==== Selection
The irony of all this is that the act of confession is meant to be redemptive. It’s supposed to be a place where you can feel whole again. But church leaders moved mountains so that they could also use the confessional booth to shield monsters from justice. There’s nothing sacred about complicity, and no God worth worshiping would demand that.
Every argument conservative lawyers and church leaders made in defense of the confession ritual was a confession in itself—that their faith stands for cowardice, corruption, and moral decay.
========
==== Rows
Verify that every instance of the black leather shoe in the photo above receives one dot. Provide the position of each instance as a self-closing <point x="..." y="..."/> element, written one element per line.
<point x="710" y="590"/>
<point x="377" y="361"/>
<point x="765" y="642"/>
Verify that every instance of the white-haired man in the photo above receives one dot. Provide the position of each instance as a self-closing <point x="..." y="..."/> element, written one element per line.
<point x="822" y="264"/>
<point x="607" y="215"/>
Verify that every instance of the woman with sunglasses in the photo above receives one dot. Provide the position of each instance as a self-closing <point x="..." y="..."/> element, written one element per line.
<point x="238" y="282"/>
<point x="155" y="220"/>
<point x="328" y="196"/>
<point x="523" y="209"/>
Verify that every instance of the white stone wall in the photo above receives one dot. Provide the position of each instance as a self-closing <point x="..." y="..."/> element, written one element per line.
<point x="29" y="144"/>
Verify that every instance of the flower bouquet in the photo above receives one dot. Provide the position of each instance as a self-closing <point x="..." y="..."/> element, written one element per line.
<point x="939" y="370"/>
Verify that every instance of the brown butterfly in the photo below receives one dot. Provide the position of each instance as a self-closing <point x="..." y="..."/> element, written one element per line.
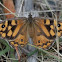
<point x="42" y="31"/>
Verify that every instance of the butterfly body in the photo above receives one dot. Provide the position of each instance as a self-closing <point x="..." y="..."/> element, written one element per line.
<point x="42" y="31"/>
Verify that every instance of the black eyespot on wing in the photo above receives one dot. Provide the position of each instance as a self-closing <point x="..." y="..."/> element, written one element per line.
<point x="3" y="26"/>
<point x="59" y="25"/>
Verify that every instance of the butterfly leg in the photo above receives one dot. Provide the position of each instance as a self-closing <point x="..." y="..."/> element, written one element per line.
<point x="18" y="53"/>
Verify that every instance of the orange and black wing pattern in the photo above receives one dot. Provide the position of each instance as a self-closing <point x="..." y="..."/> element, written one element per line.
<point x="46" y="31"/>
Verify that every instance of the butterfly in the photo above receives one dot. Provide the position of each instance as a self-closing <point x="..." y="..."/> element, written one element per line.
<point x="42" y="31"/>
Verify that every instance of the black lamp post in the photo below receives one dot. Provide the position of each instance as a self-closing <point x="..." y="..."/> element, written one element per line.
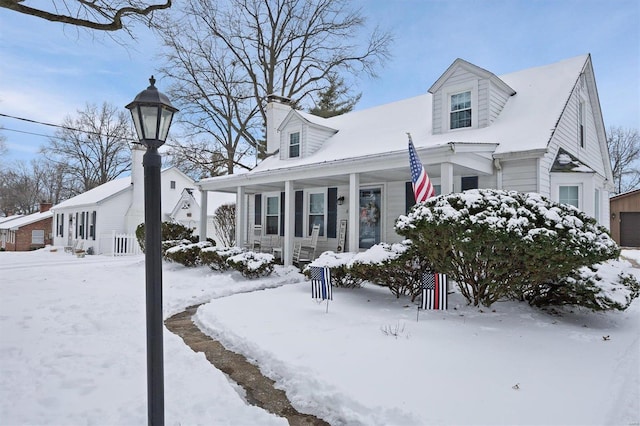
<point x="152" y="113"/>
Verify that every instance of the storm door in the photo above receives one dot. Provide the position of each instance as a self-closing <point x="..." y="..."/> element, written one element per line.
<point x="370" y="220"/>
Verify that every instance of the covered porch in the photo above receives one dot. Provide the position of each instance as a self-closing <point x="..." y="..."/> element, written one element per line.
<point x="382" y="177"/>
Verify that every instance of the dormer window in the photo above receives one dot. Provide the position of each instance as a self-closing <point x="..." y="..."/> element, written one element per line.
<point x="460" y="113"/>
<point x="294" y="145"/>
========
Directions:
Can you restate, word for word, the part of the confession passage that opens with the words containing "Every argument conservative" and closes with "and moral decay."?

Full output:
Every argument conservative lawyers and church leaders made in defense of the confession ritual was a confession in itself—that their faith stands for cowardice, corruption, and moral decay.